_READING PASSAGE_
★ ★ ★ ★ ★ ★ ★

It's the intimate family volley of thoughts, observations, and insights within the context of regional, national, and international sociopolitical events that distinguishes Freedom in the Family from typical Civil Rights memoirs. Contrasts in points of view between parent versus child and elder versus youngster magnify the nuances of their personal experiences. Icons and celebrities are mentioned, but it's history as recalled through deep private memories that makes this book a distinctive examination of trials, tribulations, and triumphs.
Make sure to read every word: dedication, 33 chapters of alternating points of view, two sets of acknowledgments, and extensive notes.
Freedom in the Family is a compelling and detailed personal memoir of the civil rights movement in Florida. It is told in alternating chapters by Tananarive Due (the novelist and historian) and her mother, Patricia Stevens Due, a legend in Florida's black community for her powerful example as a civil rights leader. Highly recommended for those who want a granular feel for the day-to-day struggles of activists who have the patience to pursue a life-long mission.
This book closes with Patricia Stephens Due stating "History happens one person at a time.". This is a remarkable memoir covering two generations in a families fight for civil rights but it is so much more than that. It is a snapshot of America from a view most American's will never see. Most importantly, it is an honor to many of America's unsung hero's!
If you know a teenager or college student who has any interest in the history of civil rights, I highly recommend for him or her this mother-daughter narrative by Florida activist Patricia Stephens Due and her daughter, writer Tananarive Due. It's called Freedom in the Family: A Mother-Daughter Memoir of the Fight for Civil Rights. Pat was one of the protesters who was arrested doing sit-ins at lunch counters and other protests when she was in college and writes a fascinating story about what it was like to be young and black and female at that time (as well as part of a mixed-race extended family, and eventually the wife of civil rights lawyer John Due). Tananarive was in college during the time when people were pushing South Africa to free Mandela and end Apartheid. Her story involves more of the current tension of growing up in a mostly integrated but sometimes still dramatically segregated society. Both authors start their stories when they are young, so they tell their own coming-of-age stories -- though they are very different, since there were many changes from one generation to the next. I think I would have found this very interesting when I was sixteen, which was when I read The Gate to Women's Country by Sheri Tepper and first started really thinking about power and politics and how to create the sort of society you want to live in. Freedom in the Family is very readable. I haven't finished it yet, but so far it's also much more encouraging about individual and group empowerment than another book I read recently, The Warmth of Other Suns, by Isabel Wilkerson, which is a huge historical narrative about the migration North and West from 1910-1960, and has a rather bittersweet and sad end though it's also very well written.

★ ★ ★ ★ ★ ★ ★

_DATASET RECORDS_
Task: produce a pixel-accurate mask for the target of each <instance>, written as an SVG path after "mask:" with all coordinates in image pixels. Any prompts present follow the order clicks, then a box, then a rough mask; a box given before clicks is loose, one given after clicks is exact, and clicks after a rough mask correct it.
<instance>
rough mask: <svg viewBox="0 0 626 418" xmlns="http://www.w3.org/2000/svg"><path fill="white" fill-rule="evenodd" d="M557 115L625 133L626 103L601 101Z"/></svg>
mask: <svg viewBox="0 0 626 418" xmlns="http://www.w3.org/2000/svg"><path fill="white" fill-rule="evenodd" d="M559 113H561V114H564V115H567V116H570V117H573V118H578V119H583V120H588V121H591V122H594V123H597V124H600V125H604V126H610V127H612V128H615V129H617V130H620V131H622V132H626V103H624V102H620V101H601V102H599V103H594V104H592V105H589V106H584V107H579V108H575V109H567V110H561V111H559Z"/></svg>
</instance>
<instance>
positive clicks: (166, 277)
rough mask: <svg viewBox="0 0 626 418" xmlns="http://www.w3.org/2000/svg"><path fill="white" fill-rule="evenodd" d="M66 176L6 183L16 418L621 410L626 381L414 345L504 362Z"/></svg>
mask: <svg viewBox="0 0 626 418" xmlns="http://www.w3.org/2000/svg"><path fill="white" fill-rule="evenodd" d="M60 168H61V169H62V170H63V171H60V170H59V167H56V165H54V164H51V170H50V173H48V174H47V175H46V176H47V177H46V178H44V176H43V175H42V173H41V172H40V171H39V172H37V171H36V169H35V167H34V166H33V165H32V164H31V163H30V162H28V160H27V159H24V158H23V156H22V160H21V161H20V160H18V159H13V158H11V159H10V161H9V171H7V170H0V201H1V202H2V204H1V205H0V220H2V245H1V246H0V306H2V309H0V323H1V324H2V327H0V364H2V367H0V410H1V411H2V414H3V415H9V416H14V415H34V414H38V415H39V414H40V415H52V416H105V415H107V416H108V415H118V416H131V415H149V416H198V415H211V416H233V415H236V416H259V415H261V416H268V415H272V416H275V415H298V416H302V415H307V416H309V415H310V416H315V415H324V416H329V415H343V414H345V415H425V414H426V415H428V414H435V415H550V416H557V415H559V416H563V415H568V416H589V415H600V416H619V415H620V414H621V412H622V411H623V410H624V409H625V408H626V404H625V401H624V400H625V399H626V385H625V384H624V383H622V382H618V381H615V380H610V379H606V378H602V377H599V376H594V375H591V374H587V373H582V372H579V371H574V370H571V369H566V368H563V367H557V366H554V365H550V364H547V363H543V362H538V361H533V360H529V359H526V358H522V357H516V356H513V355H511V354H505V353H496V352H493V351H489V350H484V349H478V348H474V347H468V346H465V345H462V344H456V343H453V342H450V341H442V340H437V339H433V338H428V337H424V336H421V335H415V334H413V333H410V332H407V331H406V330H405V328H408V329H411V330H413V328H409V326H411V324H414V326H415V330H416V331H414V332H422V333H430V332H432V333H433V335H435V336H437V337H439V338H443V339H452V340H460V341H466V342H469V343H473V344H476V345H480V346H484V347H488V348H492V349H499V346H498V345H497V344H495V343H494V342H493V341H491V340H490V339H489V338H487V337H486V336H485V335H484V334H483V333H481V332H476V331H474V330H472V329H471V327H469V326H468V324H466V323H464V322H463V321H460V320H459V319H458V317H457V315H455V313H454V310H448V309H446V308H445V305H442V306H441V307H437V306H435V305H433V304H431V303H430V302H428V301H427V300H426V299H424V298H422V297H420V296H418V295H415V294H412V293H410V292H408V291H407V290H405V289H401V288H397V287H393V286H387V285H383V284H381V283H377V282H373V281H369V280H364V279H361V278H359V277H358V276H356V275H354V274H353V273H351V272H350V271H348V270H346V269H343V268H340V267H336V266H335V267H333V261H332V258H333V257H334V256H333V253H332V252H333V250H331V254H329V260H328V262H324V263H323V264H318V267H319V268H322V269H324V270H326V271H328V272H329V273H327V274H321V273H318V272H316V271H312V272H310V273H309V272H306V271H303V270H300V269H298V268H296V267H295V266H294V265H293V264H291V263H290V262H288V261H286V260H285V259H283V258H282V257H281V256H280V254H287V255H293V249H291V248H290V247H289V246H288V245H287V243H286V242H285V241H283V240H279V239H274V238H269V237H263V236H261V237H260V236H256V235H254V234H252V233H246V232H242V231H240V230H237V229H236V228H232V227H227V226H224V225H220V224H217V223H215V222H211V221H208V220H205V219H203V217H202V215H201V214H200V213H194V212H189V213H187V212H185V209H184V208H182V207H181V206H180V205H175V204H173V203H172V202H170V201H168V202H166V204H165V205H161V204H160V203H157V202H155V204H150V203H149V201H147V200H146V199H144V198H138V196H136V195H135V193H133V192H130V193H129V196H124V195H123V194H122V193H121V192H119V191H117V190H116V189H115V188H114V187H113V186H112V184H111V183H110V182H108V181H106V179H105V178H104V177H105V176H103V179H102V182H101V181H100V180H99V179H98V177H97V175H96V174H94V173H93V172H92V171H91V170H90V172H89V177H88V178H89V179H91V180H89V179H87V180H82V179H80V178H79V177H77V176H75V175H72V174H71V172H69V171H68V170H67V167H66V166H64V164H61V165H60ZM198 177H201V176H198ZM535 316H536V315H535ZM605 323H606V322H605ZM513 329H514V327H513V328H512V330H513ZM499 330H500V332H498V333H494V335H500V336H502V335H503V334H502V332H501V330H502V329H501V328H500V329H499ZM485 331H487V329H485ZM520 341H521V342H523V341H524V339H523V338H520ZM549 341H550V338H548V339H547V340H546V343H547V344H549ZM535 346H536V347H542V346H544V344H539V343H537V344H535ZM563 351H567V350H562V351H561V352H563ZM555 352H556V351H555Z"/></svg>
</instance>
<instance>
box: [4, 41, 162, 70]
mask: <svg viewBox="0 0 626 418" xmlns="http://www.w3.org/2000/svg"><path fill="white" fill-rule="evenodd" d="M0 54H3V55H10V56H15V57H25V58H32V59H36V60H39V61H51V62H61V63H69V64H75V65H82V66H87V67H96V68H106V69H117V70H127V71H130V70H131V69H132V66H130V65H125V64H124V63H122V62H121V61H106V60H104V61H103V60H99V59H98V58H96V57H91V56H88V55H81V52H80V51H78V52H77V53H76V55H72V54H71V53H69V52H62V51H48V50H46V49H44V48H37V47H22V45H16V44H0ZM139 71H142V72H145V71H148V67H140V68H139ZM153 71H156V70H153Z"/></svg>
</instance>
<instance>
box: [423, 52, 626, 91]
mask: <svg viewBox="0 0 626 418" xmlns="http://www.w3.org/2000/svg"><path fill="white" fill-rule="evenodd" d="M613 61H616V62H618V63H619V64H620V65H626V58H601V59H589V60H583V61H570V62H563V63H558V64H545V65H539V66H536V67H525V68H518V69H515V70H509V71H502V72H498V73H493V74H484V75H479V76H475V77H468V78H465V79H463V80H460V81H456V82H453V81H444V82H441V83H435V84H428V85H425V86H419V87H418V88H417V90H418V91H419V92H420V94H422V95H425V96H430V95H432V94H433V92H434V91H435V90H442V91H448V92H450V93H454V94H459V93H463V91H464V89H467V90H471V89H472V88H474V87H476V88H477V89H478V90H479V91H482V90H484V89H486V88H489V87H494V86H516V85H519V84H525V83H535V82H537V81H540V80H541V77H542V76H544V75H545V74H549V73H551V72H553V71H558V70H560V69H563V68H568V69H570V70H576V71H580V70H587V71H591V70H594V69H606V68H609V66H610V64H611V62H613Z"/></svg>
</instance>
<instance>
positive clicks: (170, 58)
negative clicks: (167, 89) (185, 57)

★ ★ ★ ★ ★ ★ ★

_EXERCISE INSTRUCTIONS_
(a) Please repeat word for word the stretch of the Freedom in the Family reviews starting with "It's the intimate" and going on through "tribulations, and triumphs.".
(b) Answer these from the Freedom in the Family reviews:
(i) How many chapters of alternating points of view does the book contain?
(ii) What was John Due's profession?
(iii) What span of years does The Warmth of Other Suns cover?
The material has no connection to the Freedom in the Family reviews.

_RESPONSES BY TASK_
(a)
It's the intimate family volley of thoughts, observations, and insights within the context of regional, national, and international sociopolitical events that distinguishes Freedom in the Family from typical Civil Rights memoirs. Contrasts in points of view between parent versus child and elder versus youngster magnify the nuances of their personal experiences. Icons and celebrities are mentioned, but it's history as recalled through deep private memories that makes this book a distinctive examination of trials, tribulations, and triumphs.

(b)
(i) 33
(ii) Civil rights lawyer
(iii) 1910-1960